#### EXERCISE AIM
Copy the records below exactly, starting at the line that contains "The component shall" and ending at the line that contains "Target: blurred green background"; leave out any pictures.

#### DATA SUPPLIED
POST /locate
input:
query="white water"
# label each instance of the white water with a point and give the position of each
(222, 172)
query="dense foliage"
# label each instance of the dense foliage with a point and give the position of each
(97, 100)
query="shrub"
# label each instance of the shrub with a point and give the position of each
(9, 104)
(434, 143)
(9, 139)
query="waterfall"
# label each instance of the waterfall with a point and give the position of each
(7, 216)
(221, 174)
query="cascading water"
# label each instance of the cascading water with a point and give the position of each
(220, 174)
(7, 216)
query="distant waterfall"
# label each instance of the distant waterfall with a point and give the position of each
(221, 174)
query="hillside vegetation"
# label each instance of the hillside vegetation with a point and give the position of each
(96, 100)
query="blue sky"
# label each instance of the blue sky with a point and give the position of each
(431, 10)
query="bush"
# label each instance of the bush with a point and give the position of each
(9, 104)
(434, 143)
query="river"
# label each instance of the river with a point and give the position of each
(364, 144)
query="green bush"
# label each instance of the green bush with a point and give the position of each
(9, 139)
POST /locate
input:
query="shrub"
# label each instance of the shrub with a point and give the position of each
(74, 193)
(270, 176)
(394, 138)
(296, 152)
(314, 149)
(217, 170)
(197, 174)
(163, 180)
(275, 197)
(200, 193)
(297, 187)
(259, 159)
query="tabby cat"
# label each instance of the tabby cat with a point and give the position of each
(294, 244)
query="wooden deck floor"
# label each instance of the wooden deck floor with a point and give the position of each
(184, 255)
==
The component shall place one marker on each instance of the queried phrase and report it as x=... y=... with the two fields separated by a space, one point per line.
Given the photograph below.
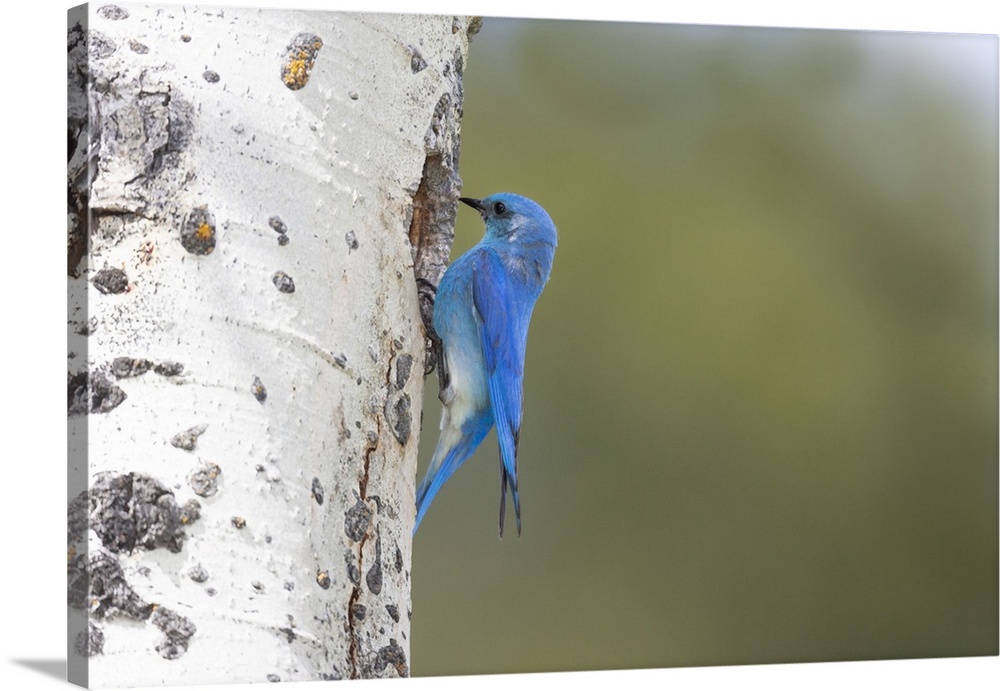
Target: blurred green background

#### SOLUTION
The component shall place one marker on each instance of the queried phrase and report it as x=... y=... with the two fields separated by a space, one point per line.
Given the photograph below.
Target: blurred green background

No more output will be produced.